___ Passage for review

Psychological Freedom—The Courage to Step Up the Leadership Ladder

Freedom has so many connotations. How would a courageous employee define freedom? I had to stop and think about this. I know a courageously observant person reevaluates their identity to discover what is true and vital, and then summons their courage to step up the leadership ladder.

The opposite of this would be the employee (regardless of title) who stays stuck in the false self* feeling protected from life such as perpetuating denial, frustrations or triggering afflictive emotions such as anger or jealousy. Unfortunately, these protective identities represent the false self that operates in the lower levels of courage consciousness and denies the deeper truth of the true Self. If you take an explicit role as a seeker of your own fully developed being, your true Self, you may be surprised to discover that the journey is clear-cut and personally intimate, and the results breathe in true freedom!

Glory in Slowing

Valuing the ethical behaviors you display at work requires you to connect to your spiritual journey and recognize the element of time. Specifically, you will need to rethink your approach to time in the context of how you care for yourself and how you manifest your spirituality at work in order to find inner freedom. While facing mental suffering, learning how to slow the mind and letting go of the false self’s inclination to force an issue create an invitation to shift perspectives. Moments of inactivity (almost boredom) help you recharge and determine if you are staying aligned with your true, courageous intention.

This type of contemplative practice is very different from obstacles that thwart everyday courage such as inertia. Inertia can keep you stuck until you actually become the shallow, melodramatic character of a scripted role—the false self—the opposite of spiritual freedom.

______
___ Material supplied

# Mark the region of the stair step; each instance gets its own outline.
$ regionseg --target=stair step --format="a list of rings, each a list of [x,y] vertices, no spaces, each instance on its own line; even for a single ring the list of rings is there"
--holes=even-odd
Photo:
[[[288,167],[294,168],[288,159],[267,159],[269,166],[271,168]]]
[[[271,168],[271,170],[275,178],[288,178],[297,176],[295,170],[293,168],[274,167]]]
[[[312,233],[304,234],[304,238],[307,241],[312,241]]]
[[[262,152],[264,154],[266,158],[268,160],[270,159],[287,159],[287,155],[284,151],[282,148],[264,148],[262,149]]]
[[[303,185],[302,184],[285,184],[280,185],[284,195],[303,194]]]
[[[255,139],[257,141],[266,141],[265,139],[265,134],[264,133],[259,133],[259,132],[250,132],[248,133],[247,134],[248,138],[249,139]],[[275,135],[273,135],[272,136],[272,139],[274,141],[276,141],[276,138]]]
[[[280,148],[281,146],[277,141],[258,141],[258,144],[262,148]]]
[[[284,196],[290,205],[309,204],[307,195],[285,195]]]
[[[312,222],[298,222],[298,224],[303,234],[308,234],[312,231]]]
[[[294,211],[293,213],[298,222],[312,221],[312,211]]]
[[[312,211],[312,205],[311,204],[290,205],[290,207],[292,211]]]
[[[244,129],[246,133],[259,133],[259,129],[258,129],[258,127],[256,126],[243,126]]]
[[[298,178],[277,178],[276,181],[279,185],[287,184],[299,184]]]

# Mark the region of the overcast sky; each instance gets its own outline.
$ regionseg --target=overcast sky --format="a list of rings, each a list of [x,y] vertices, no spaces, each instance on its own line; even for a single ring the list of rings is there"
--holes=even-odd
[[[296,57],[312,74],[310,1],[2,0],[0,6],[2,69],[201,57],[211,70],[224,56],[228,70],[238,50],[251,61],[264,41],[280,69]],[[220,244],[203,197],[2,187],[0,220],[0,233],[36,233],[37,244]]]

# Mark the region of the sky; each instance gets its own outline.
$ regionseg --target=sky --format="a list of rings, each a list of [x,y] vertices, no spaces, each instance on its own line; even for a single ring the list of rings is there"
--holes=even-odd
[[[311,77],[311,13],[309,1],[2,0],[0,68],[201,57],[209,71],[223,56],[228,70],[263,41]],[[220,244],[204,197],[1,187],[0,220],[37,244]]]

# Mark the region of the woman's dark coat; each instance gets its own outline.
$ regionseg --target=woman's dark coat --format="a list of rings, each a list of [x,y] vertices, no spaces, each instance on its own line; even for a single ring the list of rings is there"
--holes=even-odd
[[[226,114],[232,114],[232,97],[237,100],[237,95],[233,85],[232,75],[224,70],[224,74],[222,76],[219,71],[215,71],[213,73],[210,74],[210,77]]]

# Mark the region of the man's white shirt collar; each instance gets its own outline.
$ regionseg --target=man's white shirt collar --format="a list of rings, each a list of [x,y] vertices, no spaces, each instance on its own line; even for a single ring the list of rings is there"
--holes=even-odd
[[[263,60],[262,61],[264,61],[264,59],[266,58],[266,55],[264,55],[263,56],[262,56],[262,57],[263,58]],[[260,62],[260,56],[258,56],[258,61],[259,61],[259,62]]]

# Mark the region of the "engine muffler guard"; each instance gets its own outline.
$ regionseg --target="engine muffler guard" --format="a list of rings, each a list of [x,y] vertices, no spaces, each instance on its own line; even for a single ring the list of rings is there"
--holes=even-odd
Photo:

______

▶ [Exercise tasks]:
1. Return the part of the passage on psychological freedom between "This type of" and "of spiritual freedom.", inclusive.
2. Continue the passage on psychological freedom from the point where it stops.
You can disregard the entries; they play no part here.

▶ [Responses for each task]:
1.
This type of contemplative practice is very different from obstacles that thwart everyday courage such as inertia. Inertia can keep you stuck until you actually become the shallow, melodramatic character of a scripted role—the false self—the opposite of spiritual freedom.

2.
For most cultures, learning to go slowly is one of the greatest acts of courage; paradoxically, going slowly allows you to accomplish more, and the false self diminishes. Open your heart, listen in silence and work from your center to gain psychological freedom from the ego’s false self and its accompanying desires, drives and distractions. When you have a bit of free time, what do you commit to do that slows you down? If you were to start this slowing journey, what is it that you lack the courage to do? “What one word best describes you?”

Courage Signposts

The juggling acts that society tells us are necessary in today’s chaotic world can make it hard to find your courage signposts. Becoming very still frees you to listen to your inner voice so you can extricate your true Self from the false self. Meditation is a great step to slowing because, by the sheer practice, you bring to life your innate capacity for connecting your inner and outer work. After committing to a contemplative journey, participants have shared: “When I come home from work I am less annoyed at my children,” “My boss doesn’t get to me as much,” or “I have more patience.”

Knowing what meditative technique is right for you is a process that requires your investigative action and then learning the practice. Techniques that have proven effective include prayer, yoga, therapy, discernment (an ancient Christian technique), psychosynthesis, transcendental meditation, meditation retreats, chakra balancing, trance dance, sweat lodge ceremonies, walking a labyrinth, process painting, Dzogchen, reflective reading, Deeksha healing, playing a musical instrument, writing, and many more. Whatever form you choose, the meditative process changes you not the circumstance. Pick your choice of action for inviting freedom.

By adopting a contemplative practice, we stop, both physically and mentally. Focusing our attention on a deeper level, we greatly enhance self-observation. By opening ourselves to the deeper levels of our being, we diminish StuckThinking™ in exchange for a new state of consciousness. Psychologists have known for a long time that habitual thinking causes suffering. In courage-centeredness, you identify with your deeper Self, your true Self, and claim the courage that empowers you to limiting perceptions; paradoxically, it also allows you to let go of your attachment to those perceptions and move beyond them.

If freedom were a permanent gift just waiting for you to embrace, are you willing to find and learn a practice? Embracing the glory in slowing frees you to observe more wholly how to advance your success and live in self-fulfillment.

*In Open Mind, Open Heart, renowned contemplative founder Thomas Keating defines this false self this way: “The false self is the self-image developed to cope with the emotional trauma of early childhood which seeks happiness in satisfying the instinctual needs of survival/security, affection/esteem, and power/control, and which bases its self-worth on cultural or group identification.”